Exercise: Reproduce the stretch from the line containing "305, row 319." through the end of the data, swapping "rounded bush" for "low shrub" and leaving everything else unchanged.

Supplied material:
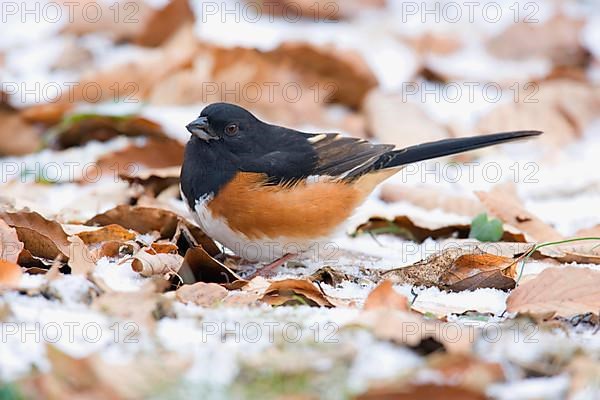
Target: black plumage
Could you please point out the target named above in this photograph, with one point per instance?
(228, 139)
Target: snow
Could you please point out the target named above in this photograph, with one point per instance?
(118, 275)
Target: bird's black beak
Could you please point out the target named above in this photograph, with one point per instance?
(199, 128)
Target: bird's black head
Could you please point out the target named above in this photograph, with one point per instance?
(223, 121)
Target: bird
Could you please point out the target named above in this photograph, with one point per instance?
(270, 193)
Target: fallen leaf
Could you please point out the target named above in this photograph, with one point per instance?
(562, 292)
(249, 294)
(92, 377)
(112, 232)
(295, 291)
(457, 269)
(412, 228)
(155, 153)
(434, 43)
(10, 245)
(560, 108)
(80, 259)
(10, 274)
(199, 266)
(558, 39)
(421, 392)
(134, 80)
(344, 70)
(201, 293)
(144, 307)
(41, 237)
(384, 296)
(17, 137)
(412, 329)
(391, 119)
(154, 180)
(147, 263)
(78, 129)
(321, 10)
(475, 271)
(149, 219)
(48, 114)
(431, 198)
(140, 22)
(510, 211)
(329, 276)
(466, 370)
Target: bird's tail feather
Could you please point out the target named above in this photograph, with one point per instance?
(447, 147)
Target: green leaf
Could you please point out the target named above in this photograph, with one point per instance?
(486, 230)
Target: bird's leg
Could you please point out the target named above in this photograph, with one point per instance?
(267, 269)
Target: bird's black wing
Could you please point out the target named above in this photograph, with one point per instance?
(328, 155)
(345, 157)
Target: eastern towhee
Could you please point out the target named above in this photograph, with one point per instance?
(265, 191)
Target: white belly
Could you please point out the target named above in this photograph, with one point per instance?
(261, 249)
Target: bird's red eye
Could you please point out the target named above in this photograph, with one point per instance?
(231, 129)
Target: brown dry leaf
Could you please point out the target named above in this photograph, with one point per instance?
(510, 211)
(134, 80)
(164, 247)
(154, 181)
(10, 245)
(413, 228)
(93, 378)
(559, 108)
(295, 291)
(466, 370)
(345, 70)
(216, 70)
(557, 39)
(148, 262)
(329, 276)
(584, 371)
(431, 198)
(457, 269)
(42, 238)
(17, 137)
(320, 10)
(140, 22)
(143, 307)
(199, 266)
(384, 296)
(156, 153)
(149, 219)
(80, 129)
(201, 294)
(112, 232)
(411, 329)
(587, 252)
(474, 271)
(391, 119)
(434, 43)
(563, 292)
(80, 259)
(421, 392)
(249, 294)
(47, 114)
(10, 274)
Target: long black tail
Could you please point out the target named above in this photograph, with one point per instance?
(447, 147)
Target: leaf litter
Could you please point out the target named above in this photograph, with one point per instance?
(139, 258)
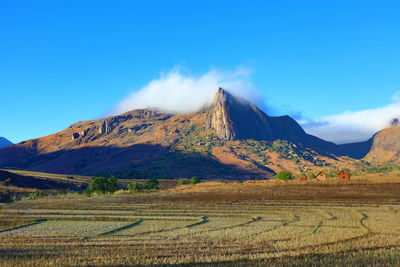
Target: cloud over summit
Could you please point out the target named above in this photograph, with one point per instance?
(176, 91)
(355, 126)
(179, 92)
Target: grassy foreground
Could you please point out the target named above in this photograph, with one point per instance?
(255, 223)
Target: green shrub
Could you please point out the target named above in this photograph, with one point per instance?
(101, 186)
(136, 187)
(32, 196)
(182, 182)
(284, 175)
(195, 180)
(151, 184)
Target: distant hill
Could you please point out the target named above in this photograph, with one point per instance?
(230, 139)
(385, 146)
(4, 142)
(10, 178)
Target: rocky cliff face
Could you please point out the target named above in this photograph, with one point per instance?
(236, 119)
(4, 142)
(233, 118)
(217, 142)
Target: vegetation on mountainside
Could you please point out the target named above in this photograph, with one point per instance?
(284, 175)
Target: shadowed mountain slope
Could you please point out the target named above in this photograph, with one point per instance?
(230, 139)
(233, 119)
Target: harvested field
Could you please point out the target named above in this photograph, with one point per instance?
(257, 223)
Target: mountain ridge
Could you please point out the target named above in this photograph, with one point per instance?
(231, 138)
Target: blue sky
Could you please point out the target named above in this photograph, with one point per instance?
(66, 61)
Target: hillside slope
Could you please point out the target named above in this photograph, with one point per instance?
(385, 146)
(230, 139)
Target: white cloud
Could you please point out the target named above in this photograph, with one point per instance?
(178, 92)
(353, 126)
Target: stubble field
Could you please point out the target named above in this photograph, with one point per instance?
(258, 223)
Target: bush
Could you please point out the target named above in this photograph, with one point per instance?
(195, 180)
(102, 185)
(32, 196)
(151, 184)
(136, 187)
(284, 175)
(182, 182)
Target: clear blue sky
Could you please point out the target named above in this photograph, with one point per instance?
(66, 61)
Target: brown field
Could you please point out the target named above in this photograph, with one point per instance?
(264, 223)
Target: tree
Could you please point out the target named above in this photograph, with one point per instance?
(195, 180)
(102, 185)
(135, 187)
(151, 184)
(284, 175)
(182, 182)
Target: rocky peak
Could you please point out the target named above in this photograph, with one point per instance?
(235, 118)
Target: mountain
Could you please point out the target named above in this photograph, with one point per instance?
(233, 119)
(231, 138)
(385, 146)
(4, 142)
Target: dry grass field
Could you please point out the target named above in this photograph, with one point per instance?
(355, 223)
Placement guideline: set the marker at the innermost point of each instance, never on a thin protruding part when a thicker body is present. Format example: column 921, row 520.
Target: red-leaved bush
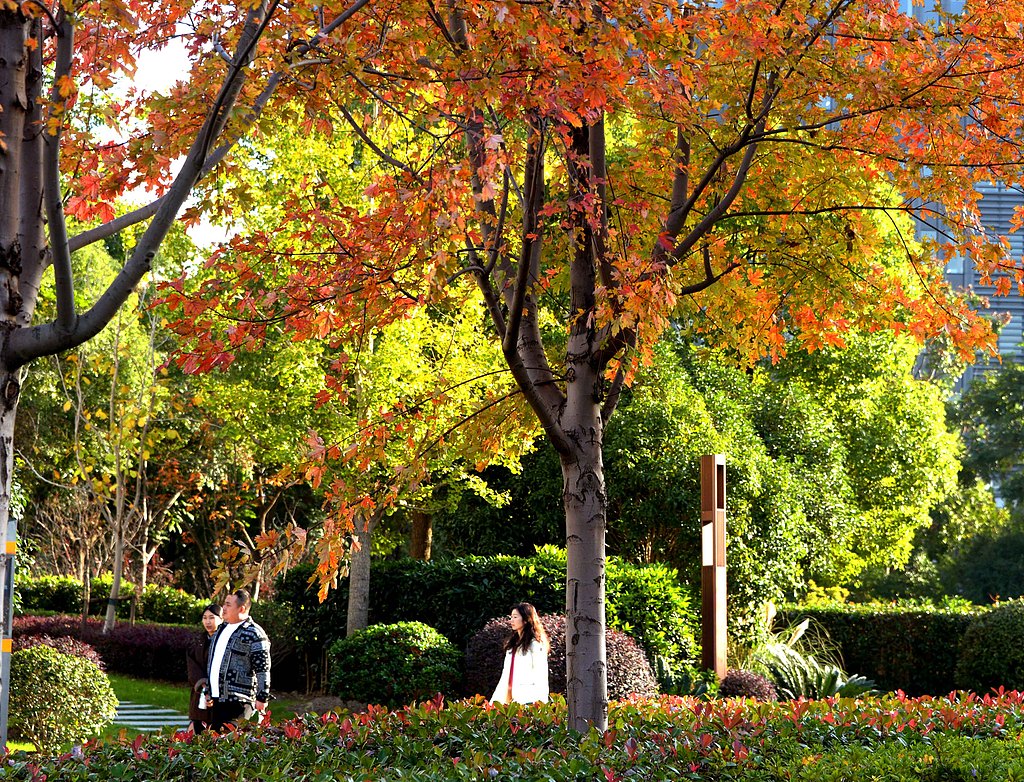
column 65, row 645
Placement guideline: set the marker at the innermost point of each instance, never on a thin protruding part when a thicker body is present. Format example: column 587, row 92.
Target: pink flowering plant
column 894, row 737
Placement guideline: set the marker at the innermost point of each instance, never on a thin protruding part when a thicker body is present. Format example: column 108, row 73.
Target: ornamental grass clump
column 629, row 670
column 57, row 698
column 747, row 684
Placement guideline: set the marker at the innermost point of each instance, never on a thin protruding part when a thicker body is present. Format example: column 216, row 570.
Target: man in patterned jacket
column 239, row 664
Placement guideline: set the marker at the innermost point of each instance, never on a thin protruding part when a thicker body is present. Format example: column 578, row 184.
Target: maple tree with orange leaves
column 723, row 168
column 624, row 165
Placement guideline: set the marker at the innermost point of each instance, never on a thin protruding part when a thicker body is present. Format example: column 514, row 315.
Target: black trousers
column 225, row 714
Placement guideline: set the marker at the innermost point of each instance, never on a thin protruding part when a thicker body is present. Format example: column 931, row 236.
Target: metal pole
column 713, row 581
column 9, row 538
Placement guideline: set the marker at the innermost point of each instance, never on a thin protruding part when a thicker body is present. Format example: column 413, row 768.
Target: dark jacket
column 245, row 670
column 196, row 658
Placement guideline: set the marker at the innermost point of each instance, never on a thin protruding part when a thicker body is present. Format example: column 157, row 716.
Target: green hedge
column 458, row 597
column 910, row 649
column 394, row 664
column 62, row 595
column 992, row 650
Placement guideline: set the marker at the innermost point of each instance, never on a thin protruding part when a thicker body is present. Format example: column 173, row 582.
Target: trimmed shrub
column 99, row 595
column 169, row 605
column 138, row 650
column 57, row 698
column 394, row 664
column 49, row 593
column 991, row 652
column 913, row 649
column 629, row 670
column 276, row 620
column 747, row 684
column 65, row 645
column 458, row 597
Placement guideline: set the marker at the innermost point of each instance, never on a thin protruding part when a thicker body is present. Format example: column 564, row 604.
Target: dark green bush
column 629, row 671
column 394, row 664
column 991, row 652
column 50, row 593
column 912, row 649
column 169, row 605
column 459, row 597
column 747, row 684
column 57, row 698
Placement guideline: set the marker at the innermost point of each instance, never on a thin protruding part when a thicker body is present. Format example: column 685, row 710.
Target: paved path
column 146, row 719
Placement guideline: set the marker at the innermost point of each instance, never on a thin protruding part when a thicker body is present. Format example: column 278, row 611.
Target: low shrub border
column 140, row 650
column 896, row 738
column 458, row 597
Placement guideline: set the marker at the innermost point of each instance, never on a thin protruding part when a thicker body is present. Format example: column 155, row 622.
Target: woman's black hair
column 531, row 630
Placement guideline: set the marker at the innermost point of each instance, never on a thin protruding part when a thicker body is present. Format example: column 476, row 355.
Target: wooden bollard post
column 713, row 584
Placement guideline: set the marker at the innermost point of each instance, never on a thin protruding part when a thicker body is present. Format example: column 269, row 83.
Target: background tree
column 632, row 162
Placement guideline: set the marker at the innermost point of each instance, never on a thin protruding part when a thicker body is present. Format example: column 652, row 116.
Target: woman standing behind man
column 524, row 676
column 196, row 656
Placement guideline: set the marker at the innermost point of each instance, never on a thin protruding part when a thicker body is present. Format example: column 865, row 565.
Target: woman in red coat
column 196, row 655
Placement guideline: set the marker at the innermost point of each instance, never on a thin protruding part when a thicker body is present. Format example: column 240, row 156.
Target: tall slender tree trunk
column 358, row 574
column 423, row 533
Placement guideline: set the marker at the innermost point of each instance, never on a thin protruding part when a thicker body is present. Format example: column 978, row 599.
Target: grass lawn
column 172, row 695
column 175, row 695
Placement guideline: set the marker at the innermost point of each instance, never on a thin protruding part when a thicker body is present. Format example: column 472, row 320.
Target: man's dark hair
column 244, row 598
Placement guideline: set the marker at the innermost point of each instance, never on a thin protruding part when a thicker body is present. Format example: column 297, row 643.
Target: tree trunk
column 423, row 533
column 358, row 574
column 585, row 501
column 118, row 566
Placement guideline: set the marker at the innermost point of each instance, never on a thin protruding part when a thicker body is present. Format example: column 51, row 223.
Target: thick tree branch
column 60, row 255
column 26, row 344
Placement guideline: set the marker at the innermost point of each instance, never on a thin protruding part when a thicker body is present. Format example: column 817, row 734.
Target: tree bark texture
column 423, row 533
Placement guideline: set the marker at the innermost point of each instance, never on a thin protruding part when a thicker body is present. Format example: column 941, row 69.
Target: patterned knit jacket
column 245, row 670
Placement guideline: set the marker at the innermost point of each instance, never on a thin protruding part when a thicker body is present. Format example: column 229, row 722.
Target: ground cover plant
column 963, row 736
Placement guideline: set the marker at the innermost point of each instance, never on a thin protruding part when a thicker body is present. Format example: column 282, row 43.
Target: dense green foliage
column 65, row 594
column 460, row 596
column 629, row 672
column 56, row 698
column 894, row 739
column 394, row 664
column 900, row 648
column 992, row 650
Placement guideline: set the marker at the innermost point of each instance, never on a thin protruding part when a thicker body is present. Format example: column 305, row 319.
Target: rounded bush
column 170, row 605
column 629, row 670
column 65, row 645
column 747, row 684
column 57, row 698
column 394, row 664
column 50, row 593
column 991, row 653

Written reply:
Placement guideline: set the marker at the innermost point of each instance, never on a thin protruding part when a thicker body is present. Format example: column 305, row 319.
Target: low shrub
column 170, row 605
column 629, row 670
column 65, row 645
column 747, row 684
column 57, row 698
column 394, row 664
column 50, row 593
column 991, row 653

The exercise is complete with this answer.